- _CONSEGNE DELL'ESERCIZIO_
[1] Nel testo sui Dead Cat In A Bag, quale brano di Leonard Cohen viene reinterpretato nel quarto album?
[2] Prosegua il testo sui Dead Cat In A Bag a partire dal punto in cui si interrompe.

- _TESTO DI STUDIO_
* * * * *


 

We’ve Been Through
(Gusstaff)
Anche se si tratta di una citazione letteraria (Mark Twain) e il trio torinese si impegna nel cercare di convincere che il suo nome non è sinistro, l’immagine di un gatto morto in una borsa non evoca certo sensazioni positive, specie quando si accoppia a una musica dal sapore spesso minaccioso. È in ogni caso un viaggio vivace e appassionante, quello proposto dalla band, tanto nei tre album messi in fila tra il 2011 e il 2018, quanto nei dieci nuovi brani – otto originali e due cover, il tradizionale Wayfaring Stranger e Hunter’s Lullaby di Leonard Cohen – allineati in questo quarto lavoro, forse il migliore del lotto, nel quale il gruppo è rimasto fedele al suo ormai consolidato stile: un’Americana avvolta in arie noir nella quale confluiscono influenze balcaniche e latine e che, a dispetto del suo aspetto apparentemente scarno, si avvale dell’uso di vari strumenti all’occorrenza inusuali maneggiati dai tre titolari e da un ampio stuolo di ospiti, con il canto basso e roco di Luca “Swanz” Andriolo a fungere da elemento di raccordo. Livido ma ricco di colori, per lo più ritmato ma in qualche circostanza pacato e avvolgente, il quadro sonoro folk-country-blues-bandistico dipinto dai Dead Cat In A Bag ha tutto ciò che occorre per affascinare profondamente, con buona pace di chi non guarderà la luna bensì il dito: ovvero, le affinità con Tom Waits, Nick Cave, Mark Lanegan, Calexico, Will Oldham, Micah P. Hinson, Howe Gelb, Black Heart Procession e chi più ne ha più ne metta.

Lost Bags
(Viceversa)
Un gran bel ritorno in pista, dopo alcuni anni di pausa, per la gloriosa Viceversa di Catania: il primo album dei Dead Cat In A Bag, nati come duo di folk deviato e poi evolutisi in una compagine assai più ampia, è uno di quei dischi che difficilmente lasciano indifferenti, vuoi per la voce cavernosa di Luca Andriolo, vuoi per la particolarità di musiche ben poco solari e parecchio “cinematografiche” nelle quali confluiscono strumenti acustici, elettrici, elettronici e “trovati per caso”. Le basi rimangono folk/blues, ma le varie contaminazioni – con il Messico, con i Balcani, con chissà quale terra che non esiste – collocano l’ensemble torinese in una twilight zone dove vagano, inquieti, gli spiriti di Tom Waits e Giant Sand, Nick Cave e Black Heart Procession, Calexico e Will Oldham, Vinicio Capossela e Bachi da Pietra. Il tutto accompagnato da una confezione in bianco/nero altrettanto suggestiva, che odora di polvere e amplifica gli echi di un passato impresso più nel DNA che nella memoria.

* * * * *

- _ELENCO DEI DATI_
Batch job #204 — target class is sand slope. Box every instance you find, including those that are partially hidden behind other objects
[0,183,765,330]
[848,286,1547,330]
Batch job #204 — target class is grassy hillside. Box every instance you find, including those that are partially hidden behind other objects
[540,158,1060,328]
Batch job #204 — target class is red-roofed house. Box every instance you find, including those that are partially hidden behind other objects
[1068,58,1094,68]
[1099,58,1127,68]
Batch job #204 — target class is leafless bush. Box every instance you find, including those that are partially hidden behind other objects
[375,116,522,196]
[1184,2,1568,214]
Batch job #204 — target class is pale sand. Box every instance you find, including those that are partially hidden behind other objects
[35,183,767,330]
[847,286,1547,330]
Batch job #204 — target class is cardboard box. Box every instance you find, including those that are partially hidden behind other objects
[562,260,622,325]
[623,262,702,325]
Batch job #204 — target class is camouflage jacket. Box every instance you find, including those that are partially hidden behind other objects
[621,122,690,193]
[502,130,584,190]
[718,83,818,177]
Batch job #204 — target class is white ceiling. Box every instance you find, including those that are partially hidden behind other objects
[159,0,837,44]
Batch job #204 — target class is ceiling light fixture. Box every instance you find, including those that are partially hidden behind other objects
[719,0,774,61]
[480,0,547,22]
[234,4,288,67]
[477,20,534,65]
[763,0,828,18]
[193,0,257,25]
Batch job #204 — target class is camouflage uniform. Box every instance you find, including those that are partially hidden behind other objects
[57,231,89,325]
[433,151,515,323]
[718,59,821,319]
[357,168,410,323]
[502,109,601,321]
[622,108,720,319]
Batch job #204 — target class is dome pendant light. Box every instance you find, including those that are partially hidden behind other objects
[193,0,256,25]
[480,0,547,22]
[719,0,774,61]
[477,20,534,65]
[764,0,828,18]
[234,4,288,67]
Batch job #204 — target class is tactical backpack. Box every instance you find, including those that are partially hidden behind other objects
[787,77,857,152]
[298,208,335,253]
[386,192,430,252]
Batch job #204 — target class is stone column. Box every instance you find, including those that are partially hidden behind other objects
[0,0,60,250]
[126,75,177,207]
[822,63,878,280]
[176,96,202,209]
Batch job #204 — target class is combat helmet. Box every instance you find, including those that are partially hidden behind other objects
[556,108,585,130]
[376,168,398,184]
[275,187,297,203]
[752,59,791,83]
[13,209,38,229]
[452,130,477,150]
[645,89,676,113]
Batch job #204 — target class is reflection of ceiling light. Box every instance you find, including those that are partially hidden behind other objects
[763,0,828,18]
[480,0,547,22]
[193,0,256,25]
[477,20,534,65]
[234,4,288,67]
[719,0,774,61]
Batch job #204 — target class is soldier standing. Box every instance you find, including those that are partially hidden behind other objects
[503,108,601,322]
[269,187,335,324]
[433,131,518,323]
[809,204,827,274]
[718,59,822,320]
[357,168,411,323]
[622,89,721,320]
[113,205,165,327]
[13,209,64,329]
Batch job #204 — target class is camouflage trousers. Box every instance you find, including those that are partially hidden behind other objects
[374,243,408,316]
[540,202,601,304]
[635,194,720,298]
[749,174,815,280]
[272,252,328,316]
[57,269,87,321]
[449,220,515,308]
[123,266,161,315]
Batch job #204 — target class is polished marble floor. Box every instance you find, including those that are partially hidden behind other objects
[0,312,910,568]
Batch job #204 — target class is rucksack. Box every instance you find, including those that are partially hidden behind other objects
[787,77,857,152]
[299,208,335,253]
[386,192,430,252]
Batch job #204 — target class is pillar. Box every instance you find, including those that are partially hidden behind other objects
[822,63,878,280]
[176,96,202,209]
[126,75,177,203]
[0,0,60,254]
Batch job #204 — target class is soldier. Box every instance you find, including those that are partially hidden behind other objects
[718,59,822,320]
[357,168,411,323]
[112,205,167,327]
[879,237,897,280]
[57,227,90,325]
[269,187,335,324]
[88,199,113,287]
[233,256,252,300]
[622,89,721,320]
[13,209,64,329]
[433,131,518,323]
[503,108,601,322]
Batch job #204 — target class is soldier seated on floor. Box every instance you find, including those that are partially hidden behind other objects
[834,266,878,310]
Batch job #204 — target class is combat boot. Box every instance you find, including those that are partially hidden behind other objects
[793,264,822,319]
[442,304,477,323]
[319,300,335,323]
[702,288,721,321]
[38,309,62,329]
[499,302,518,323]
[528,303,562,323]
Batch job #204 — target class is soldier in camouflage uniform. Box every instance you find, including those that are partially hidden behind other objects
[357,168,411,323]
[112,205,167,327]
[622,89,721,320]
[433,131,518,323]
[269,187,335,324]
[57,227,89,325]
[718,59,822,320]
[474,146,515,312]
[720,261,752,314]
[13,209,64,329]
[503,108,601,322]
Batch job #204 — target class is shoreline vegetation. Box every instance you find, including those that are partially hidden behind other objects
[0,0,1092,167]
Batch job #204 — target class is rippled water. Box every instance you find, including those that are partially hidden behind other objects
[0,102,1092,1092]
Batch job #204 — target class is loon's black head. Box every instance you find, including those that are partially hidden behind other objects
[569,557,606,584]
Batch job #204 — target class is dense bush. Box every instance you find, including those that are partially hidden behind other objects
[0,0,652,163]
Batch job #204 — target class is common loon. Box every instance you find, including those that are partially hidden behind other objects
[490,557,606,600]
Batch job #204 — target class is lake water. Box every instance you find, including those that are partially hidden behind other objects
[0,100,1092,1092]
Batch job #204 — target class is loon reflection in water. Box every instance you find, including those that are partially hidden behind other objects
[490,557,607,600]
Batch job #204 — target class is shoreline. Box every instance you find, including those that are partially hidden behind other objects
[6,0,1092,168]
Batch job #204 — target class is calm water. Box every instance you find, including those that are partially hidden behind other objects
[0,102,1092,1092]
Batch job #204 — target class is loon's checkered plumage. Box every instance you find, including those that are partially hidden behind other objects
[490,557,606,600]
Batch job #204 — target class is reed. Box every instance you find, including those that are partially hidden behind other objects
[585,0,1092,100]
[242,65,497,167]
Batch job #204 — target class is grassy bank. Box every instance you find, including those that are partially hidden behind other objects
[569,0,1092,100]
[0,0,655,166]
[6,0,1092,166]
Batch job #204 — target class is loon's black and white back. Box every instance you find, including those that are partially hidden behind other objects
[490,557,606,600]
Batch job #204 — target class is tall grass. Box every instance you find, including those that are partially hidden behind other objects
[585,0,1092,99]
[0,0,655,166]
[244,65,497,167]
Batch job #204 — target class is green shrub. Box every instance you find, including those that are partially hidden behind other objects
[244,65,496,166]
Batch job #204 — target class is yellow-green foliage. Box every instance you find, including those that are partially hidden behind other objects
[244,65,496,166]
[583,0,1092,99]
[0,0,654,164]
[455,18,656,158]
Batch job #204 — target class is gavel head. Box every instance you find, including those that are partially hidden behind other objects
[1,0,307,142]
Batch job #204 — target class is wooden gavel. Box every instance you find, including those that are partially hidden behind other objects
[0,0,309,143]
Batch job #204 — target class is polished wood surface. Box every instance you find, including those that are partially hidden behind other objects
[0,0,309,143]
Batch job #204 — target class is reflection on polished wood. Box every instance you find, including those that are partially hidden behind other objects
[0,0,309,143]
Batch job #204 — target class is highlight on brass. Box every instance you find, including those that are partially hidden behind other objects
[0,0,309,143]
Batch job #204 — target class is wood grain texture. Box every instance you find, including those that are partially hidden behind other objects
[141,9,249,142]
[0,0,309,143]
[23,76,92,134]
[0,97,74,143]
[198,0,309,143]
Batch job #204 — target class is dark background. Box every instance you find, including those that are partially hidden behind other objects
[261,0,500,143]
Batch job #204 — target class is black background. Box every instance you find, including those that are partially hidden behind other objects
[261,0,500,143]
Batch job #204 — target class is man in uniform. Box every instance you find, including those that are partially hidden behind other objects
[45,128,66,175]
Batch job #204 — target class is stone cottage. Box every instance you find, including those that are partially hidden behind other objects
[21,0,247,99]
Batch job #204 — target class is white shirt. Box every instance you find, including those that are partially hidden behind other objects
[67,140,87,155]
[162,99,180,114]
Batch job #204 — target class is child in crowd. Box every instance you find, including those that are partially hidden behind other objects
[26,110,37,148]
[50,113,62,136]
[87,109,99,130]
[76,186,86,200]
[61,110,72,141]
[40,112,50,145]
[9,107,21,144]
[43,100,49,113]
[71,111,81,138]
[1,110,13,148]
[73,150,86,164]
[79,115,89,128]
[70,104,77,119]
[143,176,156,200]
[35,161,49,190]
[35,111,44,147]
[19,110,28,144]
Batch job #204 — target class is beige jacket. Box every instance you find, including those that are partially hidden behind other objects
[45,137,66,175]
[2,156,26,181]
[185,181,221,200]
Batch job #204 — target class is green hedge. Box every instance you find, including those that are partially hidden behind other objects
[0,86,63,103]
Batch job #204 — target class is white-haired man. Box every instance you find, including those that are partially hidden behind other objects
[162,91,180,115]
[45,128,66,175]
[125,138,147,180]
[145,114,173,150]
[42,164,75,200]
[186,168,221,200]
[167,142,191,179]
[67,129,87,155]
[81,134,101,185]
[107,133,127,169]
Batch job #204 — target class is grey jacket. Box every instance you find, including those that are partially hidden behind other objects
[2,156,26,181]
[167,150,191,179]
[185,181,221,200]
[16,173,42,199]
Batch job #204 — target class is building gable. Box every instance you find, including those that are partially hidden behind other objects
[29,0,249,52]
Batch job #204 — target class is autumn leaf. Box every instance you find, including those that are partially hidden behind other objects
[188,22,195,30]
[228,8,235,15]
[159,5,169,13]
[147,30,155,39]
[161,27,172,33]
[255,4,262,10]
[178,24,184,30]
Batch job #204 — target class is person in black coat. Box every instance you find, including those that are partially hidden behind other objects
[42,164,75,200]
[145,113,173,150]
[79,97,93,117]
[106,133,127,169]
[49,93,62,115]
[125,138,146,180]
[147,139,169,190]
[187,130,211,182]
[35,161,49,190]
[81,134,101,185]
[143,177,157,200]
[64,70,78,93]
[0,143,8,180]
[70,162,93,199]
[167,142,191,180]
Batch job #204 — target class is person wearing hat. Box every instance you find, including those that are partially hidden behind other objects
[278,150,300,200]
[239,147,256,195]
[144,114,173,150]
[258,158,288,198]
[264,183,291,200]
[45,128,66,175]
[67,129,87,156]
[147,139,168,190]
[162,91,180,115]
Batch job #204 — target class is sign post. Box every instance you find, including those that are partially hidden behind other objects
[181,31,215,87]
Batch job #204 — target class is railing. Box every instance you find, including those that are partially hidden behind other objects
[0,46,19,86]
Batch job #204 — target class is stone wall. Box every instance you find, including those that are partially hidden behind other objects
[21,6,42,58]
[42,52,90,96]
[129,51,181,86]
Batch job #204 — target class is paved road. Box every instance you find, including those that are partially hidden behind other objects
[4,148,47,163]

* * * * *

- _SOLUZIONI DELLE CONSEGNE_
[1] Hunter's Lullaby.

[2]
(da Il Mucchio Selvaggio n.682 del maggio 2011)

 

Late For A Song
(Viceversa)
A seguire il Lost Bags del 2011, i Dead Cat In A Bag hanno confezionato un‘altra pregevole raccolta di canzoni all‘insegna di un folk per lo più notturno e straniante, i cui toni scuri sono enfatizzati dal canto cavernoso e sofferto. Per il gruppo torinese un nuovo viaggio fra cantautorato essenziale, sonorità bandistiche, atmosfere cinematografiche, blues, country, Messico e Balcani, che al confronto con il primo album ha guadagnato in consistenza e sfumature senza perdere in genuinità e ispirazione.
(da Blow Up n.193 del giugno 2014)

 

Sad Dolls
And Furious Flowers
(Gusstaff)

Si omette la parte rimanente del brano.